■ Written instruction
Reproduce only the lines that begin at the line with "Where can you spot the distant treetop" and run to the end of the entries; omit every picture.

#### Given data ####

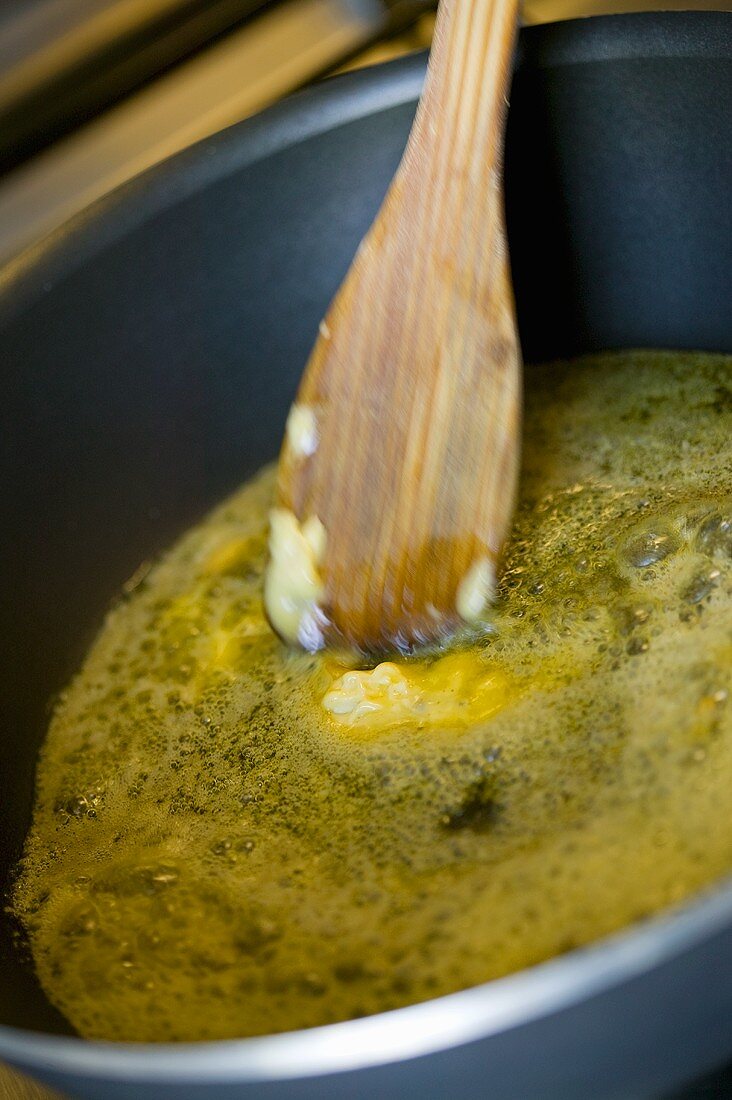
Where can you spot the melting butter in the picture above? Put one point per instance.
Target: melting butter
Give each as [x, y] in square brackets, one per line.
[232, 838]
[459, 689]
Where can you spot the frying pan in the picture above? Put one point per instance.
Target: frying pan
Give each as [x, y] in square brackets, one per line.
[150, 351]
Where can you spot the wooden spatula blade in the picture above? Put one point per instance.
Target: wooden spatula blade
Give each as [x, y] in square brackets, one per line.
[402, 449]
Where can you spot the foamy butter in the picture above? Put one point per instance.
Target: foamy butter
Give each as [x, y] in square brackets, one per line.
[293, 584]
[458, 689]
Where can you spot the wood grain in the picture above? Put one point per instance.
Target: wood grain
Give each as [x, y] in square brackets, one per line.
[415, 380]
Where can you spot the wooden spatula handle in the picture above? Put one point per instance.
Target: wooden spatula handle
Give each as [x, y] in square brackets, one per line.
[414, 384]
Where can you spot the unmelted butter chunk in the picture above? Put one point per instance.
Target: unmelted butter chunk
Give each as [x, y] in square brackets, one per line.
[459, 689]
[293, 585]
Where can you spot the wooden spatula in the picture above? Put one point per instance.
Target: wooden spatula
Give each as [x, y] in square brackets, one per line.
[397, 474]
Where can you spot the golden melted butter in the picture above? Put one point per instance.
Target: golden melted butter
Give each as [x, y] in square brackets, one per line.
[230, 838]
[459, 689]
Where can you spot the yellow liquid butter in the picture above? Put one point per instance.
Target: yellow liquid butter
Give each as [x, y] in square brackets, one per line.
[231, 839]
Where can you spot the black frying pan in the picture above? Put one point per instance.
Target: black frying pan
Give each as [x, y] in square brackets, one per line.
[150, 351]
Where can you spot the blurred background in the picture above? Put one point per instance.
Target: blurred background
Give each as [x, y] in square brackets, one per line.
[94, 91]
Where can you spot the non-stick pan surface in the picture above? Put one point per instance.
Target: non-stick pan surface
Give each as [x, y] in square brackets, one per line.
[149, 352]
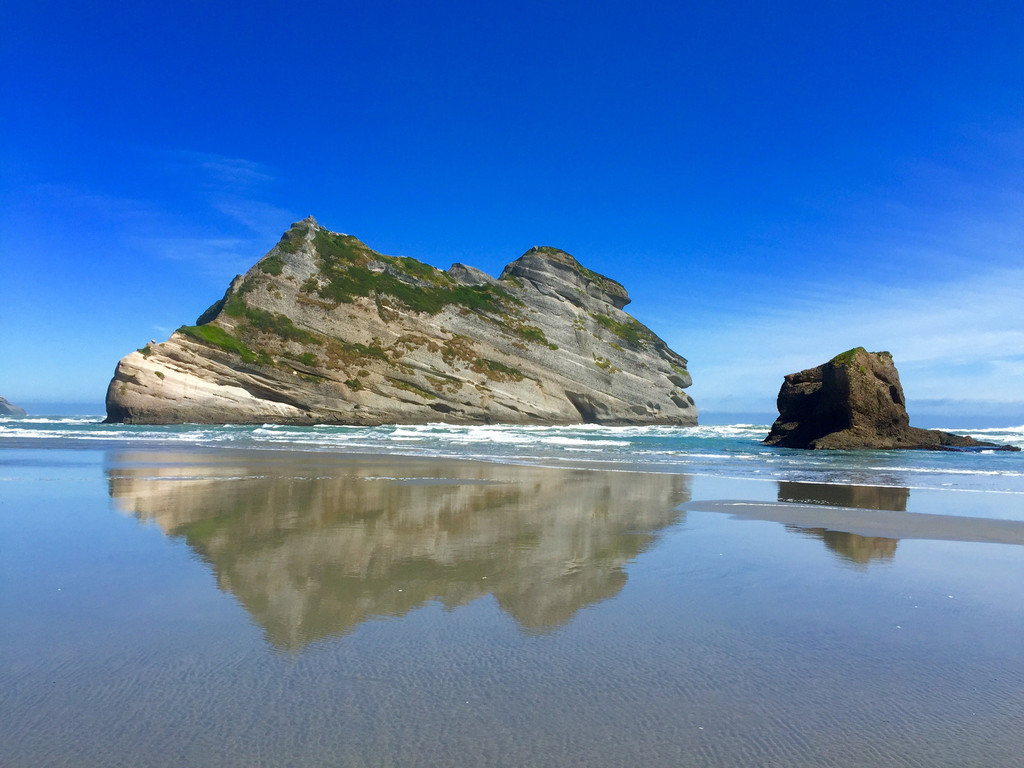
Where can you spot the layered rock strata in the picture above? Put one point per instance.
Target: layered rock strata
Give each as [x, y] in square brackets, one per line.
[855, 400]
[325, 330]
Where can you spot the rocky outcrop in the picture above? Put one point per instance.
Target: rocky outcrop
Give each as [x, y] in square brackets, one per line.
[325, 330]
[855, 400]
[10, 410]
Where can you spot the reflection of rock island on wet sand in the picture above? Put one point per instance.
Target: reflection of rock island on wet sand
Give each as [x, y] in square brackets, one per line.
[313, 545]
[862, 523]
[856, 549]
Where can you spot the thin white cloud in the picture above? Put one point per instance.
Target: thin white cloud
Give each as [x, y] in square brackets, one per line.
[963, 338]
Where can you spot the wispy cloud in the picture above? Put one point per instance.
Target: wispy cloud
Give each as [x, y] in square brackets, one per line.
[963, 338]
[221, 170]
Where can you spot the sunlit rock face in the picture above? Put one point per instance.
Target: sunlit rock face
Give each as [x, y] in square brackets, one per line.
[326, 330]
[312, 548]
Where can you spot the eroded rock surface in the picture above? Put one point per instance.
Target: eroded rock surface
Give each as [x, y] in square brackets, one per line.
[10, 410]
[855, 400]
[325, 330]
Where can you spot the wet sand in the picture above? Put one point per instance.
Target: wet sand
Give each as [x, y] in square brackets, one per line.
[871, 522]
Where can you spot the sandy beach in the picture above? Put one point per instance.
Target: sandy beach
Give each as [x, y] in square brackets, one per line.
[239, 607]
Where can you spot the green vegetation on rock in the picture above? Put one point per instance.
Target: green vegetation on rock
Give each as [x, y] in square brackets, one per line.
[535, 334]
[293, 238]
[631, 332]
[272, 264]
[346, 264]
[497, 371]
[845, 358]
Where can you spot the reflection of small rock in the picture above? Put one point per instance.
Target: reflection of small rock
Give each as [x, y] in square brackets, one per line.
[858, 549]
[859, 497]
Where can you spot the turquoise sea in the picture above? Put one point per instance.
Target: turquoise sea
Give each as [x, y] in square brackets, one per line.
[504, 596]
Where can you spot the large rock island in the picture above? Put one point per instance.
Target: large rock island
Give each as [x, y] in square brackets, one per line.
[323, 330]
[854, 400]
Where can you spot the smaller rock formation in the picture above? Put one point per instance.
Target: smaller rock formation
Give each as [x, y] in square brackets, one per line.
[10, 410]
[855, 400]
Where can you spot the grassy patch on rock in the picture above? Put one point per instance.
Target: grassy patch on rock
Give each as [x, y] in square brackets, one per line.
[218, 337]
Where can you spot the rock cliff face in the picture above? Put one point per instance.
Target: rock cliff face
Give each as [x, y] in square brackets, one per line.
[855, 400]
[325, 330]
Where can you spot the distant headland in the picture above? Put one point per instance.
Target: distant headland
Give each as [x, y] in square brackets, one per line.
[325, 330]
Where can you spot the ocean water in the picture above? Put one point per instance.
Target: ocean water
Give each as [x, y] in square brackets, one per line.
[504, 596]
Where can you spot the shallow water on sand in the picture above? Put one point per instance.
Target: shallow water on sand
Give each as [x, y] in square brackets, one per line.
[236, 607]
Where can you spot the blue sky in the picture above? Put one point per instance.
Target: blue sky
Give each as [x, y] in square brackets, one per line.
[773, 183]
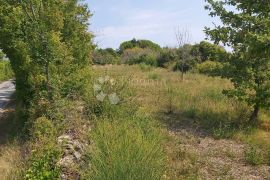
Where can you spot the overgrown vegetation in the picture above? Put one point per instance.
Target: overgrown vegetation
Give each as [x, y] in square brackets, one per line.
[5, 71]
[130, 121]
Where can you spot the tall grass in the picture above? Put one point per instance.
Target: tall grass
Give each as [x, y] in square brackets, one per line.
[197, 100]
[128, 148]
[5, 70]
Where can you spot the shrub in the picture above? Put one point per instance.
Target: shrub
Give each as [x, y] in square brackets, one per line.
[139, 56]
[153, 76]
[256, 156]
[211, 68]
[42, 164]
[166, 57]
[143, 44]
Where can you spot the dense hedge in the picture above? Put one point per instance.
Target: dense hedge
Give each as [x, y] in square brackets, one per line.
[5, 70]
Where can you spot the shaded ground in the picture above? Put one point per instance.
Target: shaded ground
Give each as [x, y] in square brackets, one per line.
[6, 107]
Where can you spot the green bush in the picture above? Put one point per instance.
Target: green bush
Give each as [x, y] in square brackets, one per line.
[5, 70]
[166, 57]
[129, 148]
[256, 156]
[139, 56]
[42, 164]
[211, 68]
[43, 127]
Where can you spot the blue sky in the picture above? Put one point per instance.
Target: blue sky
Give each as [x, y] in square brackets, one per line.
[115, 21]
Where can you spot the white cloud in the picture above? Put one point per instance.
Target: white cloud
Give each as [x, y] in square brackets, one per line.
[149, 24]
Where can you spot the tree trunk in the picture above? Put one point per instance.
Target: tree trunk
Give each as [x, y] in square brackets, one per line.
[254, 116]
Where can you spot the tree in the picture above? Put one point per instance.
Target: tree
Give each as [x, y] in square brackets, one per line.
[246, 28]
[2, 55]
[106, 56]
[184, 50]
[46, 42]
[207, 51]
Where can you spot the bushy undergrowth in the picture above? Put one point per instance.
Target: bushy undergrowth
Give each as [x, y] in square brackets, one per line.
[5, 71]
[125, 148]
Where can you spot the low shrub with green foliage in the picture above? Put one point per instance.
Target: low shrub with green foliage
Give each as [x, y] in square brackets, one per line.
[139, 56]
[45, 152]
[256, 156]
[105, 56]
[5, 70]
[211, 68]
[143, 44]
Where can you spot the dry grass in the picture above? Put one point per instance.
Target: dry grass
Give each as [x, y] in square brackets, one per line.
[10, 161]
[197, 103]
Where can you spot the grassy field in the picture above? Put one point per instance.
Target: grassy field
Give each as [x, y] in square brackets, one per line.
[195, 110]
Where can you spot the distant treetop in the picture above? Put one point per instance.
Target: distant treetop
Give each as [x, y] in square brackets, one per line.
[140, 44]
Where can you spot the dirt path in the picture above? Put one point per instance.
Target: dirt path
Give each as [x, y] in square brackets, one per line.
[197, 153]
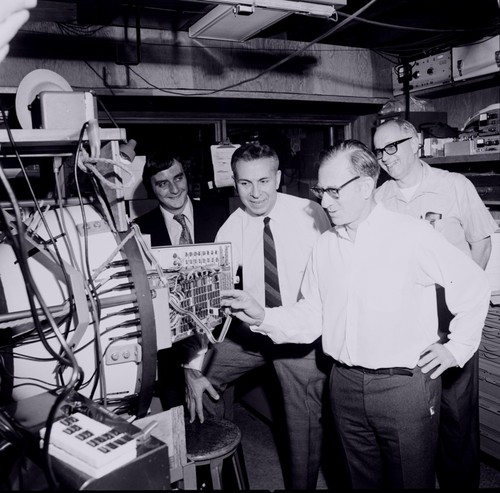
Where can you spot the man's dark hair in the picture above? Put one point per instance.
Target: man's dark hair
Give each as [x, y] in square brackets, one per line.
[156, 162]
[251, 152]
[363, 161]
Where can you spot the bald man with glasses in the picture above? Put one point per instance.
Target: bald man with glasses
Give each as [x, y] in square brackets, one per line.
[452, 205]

####

■ Task solution
Where can you spot the distant treetop in the picture above? Put one point per instance.
Target: distant treetop
Give each as [x, y] in square brackets, one per line.
[140, 44]
Where can you spot the dirt path in the picture above? Put one point per instance.
Target: dirt path
Give each as [x, y] in square brackets, one per line.
[197, 153]
Where can you spot the man's dark hair in the picture above? Put one point per instance.
Target: man's dark hair
Give each as [x, y] in square brackets, one per line.
[156, 162]
[251, 152]
[363, 161]
Where can you spot the bald man with glasses in the picture above? Put one point per instance.
Target: bald man with glasses
Give each as [x, y] in square brackets, one per line.
[452, 205]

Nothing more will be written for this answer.